## Set exercise 1
In the notebook on variational autoencoder imputation, what value is used to temporarily fill missing values?

━━━━━ Document segment

# Variational Autoencoder Imputation


In [None]:
import torch
import torch.nn as nn
import torch.nn.functional as F
import numpy as np
import pandas as pd
from sklearn.preprocessing import StandardScaler
import re
from sklearn.cluster import KMeans
import seaborn as sns
import matplotlib.pyplot as plt
from sklearn.decomposition import PCA, TruncatedSVD
from sklearn.metrics import silhouette_score

### Data Cleaning

In [None]:
#remove irrelevant columns
data=pd.read_csv('/Users/cindywei/Ariadne Labs/ariadneML/Community Health Provider Survey_May 21, 2025_09.21 - Pre-Survey Results .csv')
data = data.drop(columns=[]) ## insert irrelevant (non-numeric, ordinal, or categorical) columns here

#create binary mask for missing values
mask = data.isnull().astype(int)

#fill missing values temporarily with zeros
data_filled = data.fillna(0)

### Encode Variables

In [None]:
#encode ordinal variables
#e.x. likert, frequency, effectiveness, etc.

━━━━━━━━━━

## Set exercise 2
Rewrite the records starting with the first line and going on through the line with "Now the glass", replacing "hole" with "gap" and leaving everything else the same.

━━━━━ Records

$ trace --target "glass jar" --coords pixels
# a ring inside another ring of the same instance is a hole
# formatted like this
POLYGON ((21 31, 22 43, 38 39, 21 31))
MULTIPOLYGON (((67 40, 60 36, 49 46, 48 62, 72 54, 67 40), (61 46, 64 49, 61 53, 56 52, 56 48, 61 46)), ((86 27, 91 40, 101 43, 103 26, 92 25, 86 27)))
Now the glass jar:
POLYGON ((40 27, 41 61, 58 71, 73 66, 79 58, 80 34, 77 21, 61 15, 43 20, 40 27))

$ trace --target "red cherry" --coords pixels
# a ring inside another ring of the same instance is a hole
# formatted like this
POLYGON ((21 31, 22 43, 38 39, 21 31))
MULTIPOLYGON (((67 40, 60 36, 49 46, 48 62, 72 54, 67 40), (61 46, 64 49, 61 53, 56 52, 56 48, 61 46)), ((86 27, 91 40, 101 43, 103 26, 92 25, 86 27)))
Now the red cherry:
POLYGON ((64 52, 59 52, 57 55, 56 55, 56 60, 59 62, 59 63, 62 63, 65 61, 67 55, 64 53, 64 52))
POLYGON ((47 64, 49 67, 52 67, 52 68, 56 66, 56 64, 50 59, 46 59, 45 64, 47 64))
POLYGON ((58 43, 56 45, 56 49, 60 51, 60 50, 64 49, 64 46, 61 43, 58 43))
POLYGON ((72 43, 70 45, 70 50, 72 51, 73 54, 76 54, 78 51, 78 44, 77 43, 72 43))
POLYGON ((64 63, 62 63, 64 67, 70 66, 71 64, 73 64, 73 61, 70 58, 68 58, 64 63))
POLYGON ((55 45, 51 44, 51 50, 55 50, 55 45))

━━━━━━━━━━

## Full answer 1
Zeros (0).

## Full answer 2
$ trace --target "glass jar" --coords pixels
# a ring inside another ring of the same instance is a gap
# formatted like this
POLYGON ((21 31, 22 43, 38 39, 21 31))
MULTIPOLYGON (((67 40, 60 36, 49 46, 48 62, 72 54, 67 40), (61 46, 64 49, 61 53, 56 52, 56 48, 61 46)), ((86 27, 91 40, 101 43, 103 26, 92 25, 86 27)))
Now the glass jar:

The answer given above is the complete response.